Instruction
Arrange the listing below as a two-column CSV headed instruction and response, with one row per text and its answer, each in a single quoted field with line breaks turned into spaces. Leave the pictures out.

— start Listing —

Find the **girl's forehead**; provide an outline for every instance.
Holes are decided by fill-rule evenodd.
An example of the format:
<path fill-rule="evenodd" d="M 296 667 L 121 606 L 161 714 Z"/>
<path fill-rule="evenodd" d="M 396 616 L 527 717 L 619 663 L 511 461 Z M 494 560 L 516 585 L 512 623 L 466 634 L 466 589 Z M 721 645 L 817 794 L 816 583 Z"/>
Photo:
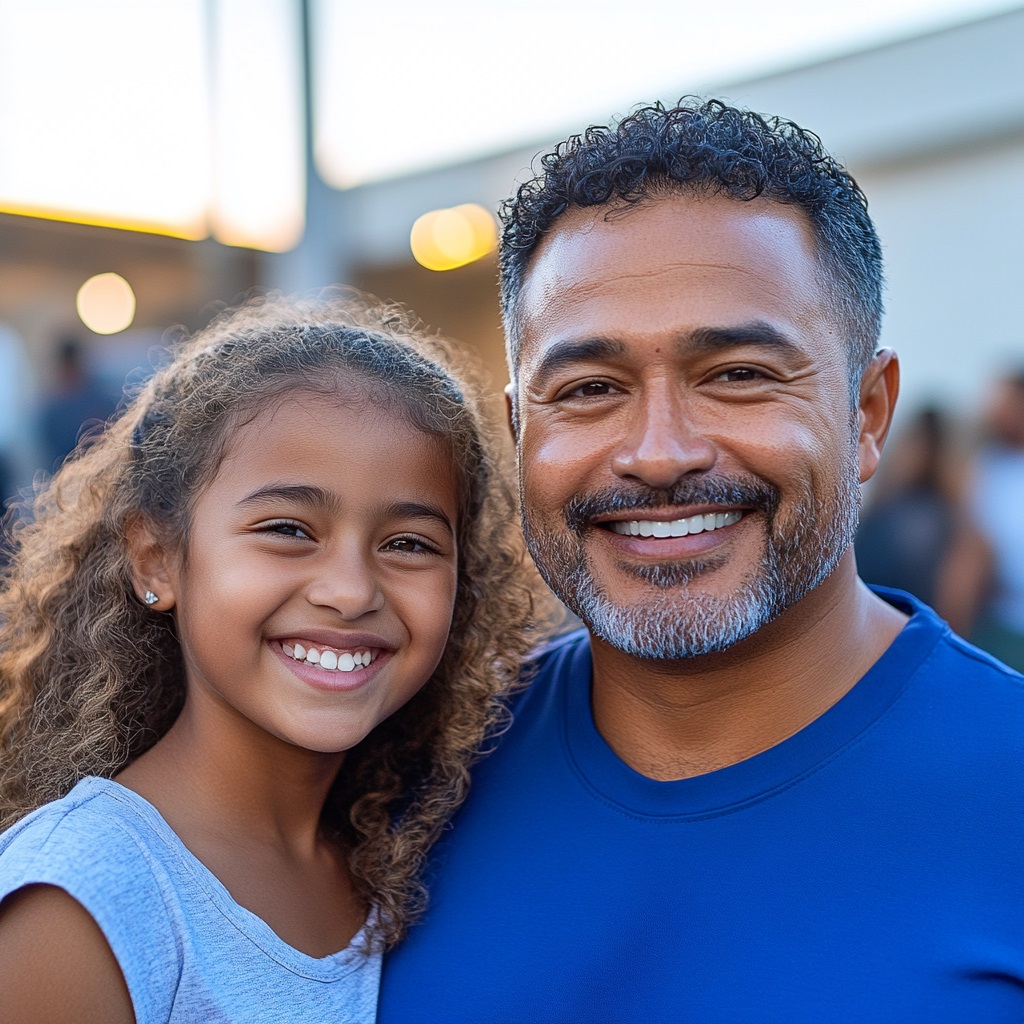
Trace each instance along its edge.
<path fill-rule="evenodd" d="M 260 402 L 224 441 L 214 482 L 274 474 L 391 477 L 411 454 L 441 477 L 454 481 L 456 475 L 447 440 L 417 426 L 400 402 L 351 388 L 296 389 Z"/>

— end Listing —

Completed task
instruction,response
"Find the **girl's forehead**; provide an outline for every instance. Holes are decided by fill-rule evenodd. An example of the format: <path fill-rule=""evenodd"" d=""M 296 667 L 121 606 L 161 714 Z""/> <path fill-rule=""evenodd"" d=""M 396 616 L 527 717 L 619 663 L 511 461 Z M 494 560 L 516 585 L 512 623 L 466 634 L 466 589 Z M 721 645 L 817 794 L 816 583 Z""/> Photo: Trace each instance along its edge.","<path fill-rule=""evenodd"" d=""M 260 402 L 224 441 L 214 482 L 274 474 L 391 477 L 411 454 L 441 477 L 454 481 L 456 475 L 447 440 L 417 426 L 400 402 L 351 388 L 296 389 Z""/>"